=== Material shown ===
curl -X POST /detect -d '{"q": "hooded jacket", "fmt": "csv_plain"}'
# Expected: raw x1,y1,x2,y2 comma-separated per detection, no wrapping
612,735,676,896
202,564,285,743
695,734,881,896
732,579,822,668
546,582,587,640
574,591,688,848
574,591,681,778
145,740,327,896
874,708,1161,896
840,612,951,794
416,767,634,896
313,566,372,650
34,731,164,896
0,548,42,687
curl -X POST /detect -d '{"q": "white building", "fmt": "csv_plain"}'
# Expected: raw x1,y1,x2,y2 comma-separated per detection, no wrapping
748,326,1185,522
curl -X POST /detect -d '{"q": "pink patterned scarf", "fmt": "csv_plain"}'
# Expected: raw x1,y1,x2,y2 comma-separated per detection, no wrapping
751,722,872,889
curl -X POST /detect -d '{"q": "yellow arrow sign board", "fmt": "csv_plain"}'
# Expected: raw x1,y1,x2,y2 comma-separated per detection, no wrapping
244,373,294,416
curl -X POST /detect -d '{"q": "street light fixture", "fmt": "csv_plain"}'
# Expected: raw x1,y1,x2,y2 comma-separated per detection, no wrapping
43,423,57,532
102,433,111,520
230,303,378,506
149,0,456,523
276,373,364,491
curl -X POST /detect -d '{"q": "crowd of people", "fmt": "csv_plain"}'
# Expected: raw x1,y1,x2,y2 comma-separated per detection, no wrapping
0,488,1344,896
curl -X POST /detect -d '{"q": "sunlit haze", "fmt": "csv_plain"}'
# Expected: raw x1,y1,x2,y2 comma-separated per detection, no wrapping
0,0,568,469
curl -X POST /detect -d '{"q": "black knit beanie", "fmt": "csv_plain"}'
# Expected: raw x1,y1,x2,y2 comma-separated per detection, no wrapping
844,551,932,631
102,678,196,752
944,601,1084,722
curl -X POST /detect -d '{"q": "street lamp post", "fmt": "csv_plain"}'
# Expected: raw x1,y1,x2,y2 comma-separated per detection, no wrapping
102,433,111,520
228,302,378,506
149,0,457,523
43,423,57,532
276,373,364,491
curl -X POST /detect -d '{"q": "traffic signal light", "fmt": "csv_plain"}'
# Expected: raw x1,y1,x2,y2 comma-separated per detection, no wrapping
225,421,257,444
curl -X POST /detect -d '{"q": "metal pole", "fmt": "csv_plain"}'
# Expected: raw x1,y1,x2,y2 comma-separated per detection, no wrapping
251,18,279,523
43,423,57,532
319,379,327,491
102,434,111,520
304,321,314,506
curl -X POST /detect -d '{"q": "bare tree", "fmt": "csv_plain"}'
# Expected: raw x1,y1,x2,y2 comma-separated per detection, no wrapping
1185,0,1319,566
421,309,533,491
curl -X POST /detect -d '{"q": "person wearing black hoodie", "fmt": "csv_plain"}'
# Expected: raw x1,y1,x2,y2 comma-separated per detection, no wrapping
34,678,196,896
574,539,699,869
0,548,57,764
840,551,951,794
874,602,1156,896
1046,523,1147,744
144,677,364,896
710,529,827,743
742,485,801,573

=== What is expected ===
Can you format the lines above as a two-column CSV with the headers "input" and "output"? Give one row per curl command: the command and its comment line go in "input", all of its coordinate lines go in "output", each field is quoted, and line breaks become spaces.

=== Exercise response ===
input,output
"curl -X POST /detect -d '{""q"": ""hooded jacket"", ""fmt"": ""csv_plain""}' # Expected: raw x1,y1,x2,y2 comma-separated per detection, no wrapping","612,735,676,896 202,564,285,743 695,734,881,896 732,579,822,668 546,582,587,640 574,591,688,848 574,591,681,778 145,740,327,896 874,708,1161,896 840,612,951,794 416,767,634,896 313,566,372,650 34,731,164,896 0,548,42,687"
"curl -X POST /detect -d '{""q"": ""white building"", ""fmt"": ""csv_plain""}' # Expected: raw x1,y1,x2,y2 comma-separated per detection, no wrapping","748,326,1185,522"
"curl -X POST /detect -d '{""q"": ""pink patterned scarf"", ""fmt"": ""csv_plain""}' # Expected: raw x1,y1,x2,y2 comma-separated per detection, no wrapping","751,722,872,889"
"curl -X POST /detect -d '{""q"": ""yellow arrow sign board"", ""fmt"": ""csv_plain""}' # Expected: raw x1,y1,x2,y2 comma-separated per detection, no wrapping","244,373,294,416"
"curl -X POST /detect -d '{""q"": ""street light fixture"", ""fmt"": ""csv_plain""}' # Expected: raw x1,y1,x2,y2 comma-separated per detection, no wrapping","43,423,57,532 102,433,111,520 230,303,378,506 149,0,456,523 276,373,364,491"
"curl -X POST /detect -d '{""q"": ""crowd of people"", ""fmt"": ""csv_plain""}' # Expected: raw x1,y1,x2,y2 comma-separated per detection, no wrapping","0,488,1344,896"
"curl -X POST /detect -d '{""q"": ""sunlit haze"", ""fmt"": ""csv_plain""}' # Expected: raw x1,y1,x2,y2 comma-separated per detection, no wrapping","0,0,568,469"
"curl -X POST /detect -d '{""q"": ""black knit beanie"", ""fmt"": ""csv_plain""}' # Expected: raw x1,y1,x2,y2 comma-separated per detection, no wrapping","844,551,932,631 102,678,196,752 944,601,1084,722"
"curl -X POST /detect -d '{""q"": ""street lamp post"", ""fmt"": ""csv_plain""}' # Expected: raw x1,y1,x2,y2 comma-separated per detection, no wrapping","102,433,111,520 228,302,378,506 149,0,457,523 43,423,57,532 276,373,364,491"
"curl -X POST /detect -d '{""q"": ""traffic signal light"", ""fmt"": ""csv_plain""}' # Expected: raw x1,y1,x2,y2 comma-separated per detection, no wrapping","225,421,257,444"
"curl -X POST /detect -d '{""q"": ""metal pole"", ""fmt"": ""csv_plain""}' # Expected: raw x1,y1,x2,y2 comma-separated per detection, no wrapping","251,18,279,523 43,423,57,532 319,379,327,491 102,434,111,520 304,321,314,506"
"curl -X POST /detect -d '{""q"": ""bare tree"", ""fmt"": ""csv_plain""}' # Expected: raw x1,y1,x2,y2 comma-separated per detection, no wrapping","1185,0,1319,566 421,309,533,491"
"curl -X POST /detect -d '{""q"": ""person wearing black hoodie"", ""fmt"": ""csv_plain""}' # Expected: raw x1,y1,x2,y2 comma-separated per detection, no wrapping","34,678,196,896 574,539,699,869 0,548,57,764 840,551,951,794 874,602,1156,896 1046,523,1147,744 144,677,364,896 710,529,827,743 742,485,801,573"